[Work request] Every line of the data below should be repeated exactly, and no picture should be copied.

[Data listing]

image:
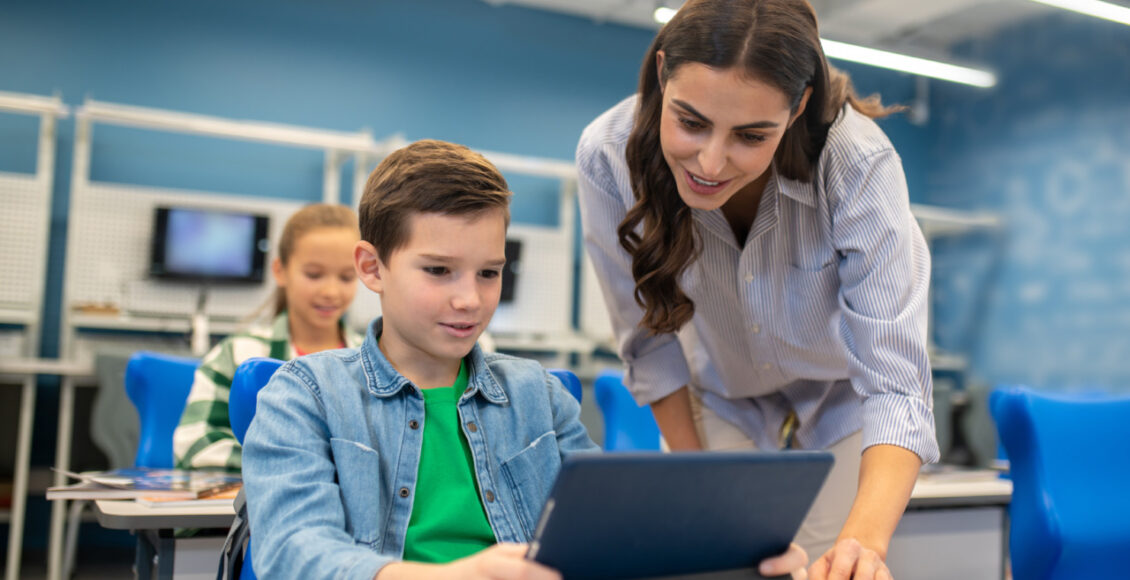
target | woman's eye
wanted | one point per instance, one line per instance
(752, 138)
(690, 123)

[Response box]
image:
target | woman's eye
wanted | one point per instance, one line per instance
(752, 138)
(690, 123)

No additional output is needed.